● Problem description:
Reproduce word for word the lines of the items below, starting at the line that contains "Reviewer note: every instance of the driver" and stopping after the line that contains "column 680, row 387", with both of those lines included.
_ _ _ _ _ _ _
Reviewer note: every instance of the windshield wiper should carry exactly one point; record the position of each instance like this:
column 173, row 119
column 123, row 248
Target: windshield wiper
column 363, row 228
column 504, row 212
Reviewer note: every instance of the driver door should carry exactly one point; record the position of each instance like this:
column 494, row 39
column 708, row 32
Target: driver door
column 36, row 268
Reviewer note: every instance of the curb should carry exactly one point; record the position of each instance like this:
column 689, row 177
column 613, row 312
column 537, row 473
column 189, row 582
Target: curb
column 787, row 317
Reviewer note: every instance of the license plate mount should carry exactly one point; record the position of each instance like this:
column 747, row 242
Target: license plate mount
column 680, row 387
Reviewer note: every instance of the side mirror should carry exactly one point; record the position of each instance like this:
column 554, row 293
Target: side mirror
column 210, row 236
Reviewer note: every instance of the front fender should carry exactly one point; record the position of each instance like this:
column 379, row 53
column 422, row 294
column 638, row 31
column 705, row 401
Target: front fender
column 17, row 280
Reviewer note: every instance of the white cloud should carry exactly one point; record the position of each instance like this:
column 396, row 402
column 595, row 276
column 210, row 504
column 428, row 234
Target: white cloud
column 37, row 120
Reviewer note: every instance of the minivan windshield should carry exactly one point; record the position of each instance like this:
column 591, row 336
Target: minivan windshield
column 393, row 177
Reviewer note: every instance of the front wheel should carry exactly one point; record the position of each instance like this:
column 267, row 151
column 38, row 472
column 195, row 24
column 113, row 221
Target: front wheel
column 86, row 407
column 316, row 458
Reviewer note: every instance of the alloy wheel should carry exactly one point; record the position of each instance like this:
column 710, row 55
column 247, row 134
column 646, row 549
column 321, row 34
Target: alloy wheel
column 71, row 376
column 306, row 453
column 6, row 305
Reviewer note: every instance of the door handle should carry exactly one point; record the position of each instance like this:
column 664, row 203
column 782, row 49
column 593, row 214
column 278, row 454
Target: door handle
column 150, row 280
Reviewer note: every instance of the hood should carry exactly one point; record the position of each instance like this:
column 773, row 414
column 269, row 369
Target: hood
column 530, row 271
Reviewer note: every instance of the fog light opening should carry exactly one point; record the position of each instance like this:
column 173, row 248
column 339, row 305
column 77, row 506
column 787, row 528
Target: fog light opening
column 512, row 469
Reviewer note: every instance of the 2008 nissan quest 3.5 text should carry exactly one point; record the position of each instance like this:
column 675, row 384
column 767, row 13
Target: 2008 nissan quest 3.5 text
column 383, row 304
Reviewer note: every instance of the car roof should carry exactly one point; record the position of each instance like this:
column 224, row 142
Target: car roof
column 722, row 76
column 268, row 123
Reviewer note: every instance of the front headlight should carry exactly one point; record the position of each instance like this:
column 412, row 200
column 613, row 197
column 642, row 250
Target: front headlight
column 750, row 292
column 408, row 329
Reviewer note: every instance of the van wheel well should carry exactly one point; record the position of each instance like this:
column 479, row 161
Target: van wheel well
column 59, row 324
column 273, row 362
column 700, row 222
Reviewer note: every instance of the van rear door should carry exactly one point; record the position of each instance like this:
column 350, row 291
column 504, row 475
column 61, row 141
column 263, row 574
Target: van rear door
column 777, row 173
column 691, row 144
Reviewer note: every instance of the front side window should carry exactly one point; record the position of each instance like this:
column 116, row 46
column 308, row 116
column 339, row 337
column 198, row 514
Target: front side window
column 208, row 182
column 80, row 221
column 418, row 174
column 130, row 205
_ _ _ _ _ _ _
● Exercise result:
Reviewer note: every instance of the driver door should carry exactly one point; record the position of each instance like this:
column 494, row 39
column 708, row 32
Target: driver door
column 36, row 268
Reviewer note: every instance of the curb should carry exactly one point; record the position of each instance like this:
column 689, row 177
column 613, row 312
column 537, row 473
column 189, row 582
Target: curb
column 787, row 317
Reviewer note: every instance of the license plate mount should carry exactly one point; record the position of each instance like this:
column 747, row 242
Target: license plate mount
column 680, row 387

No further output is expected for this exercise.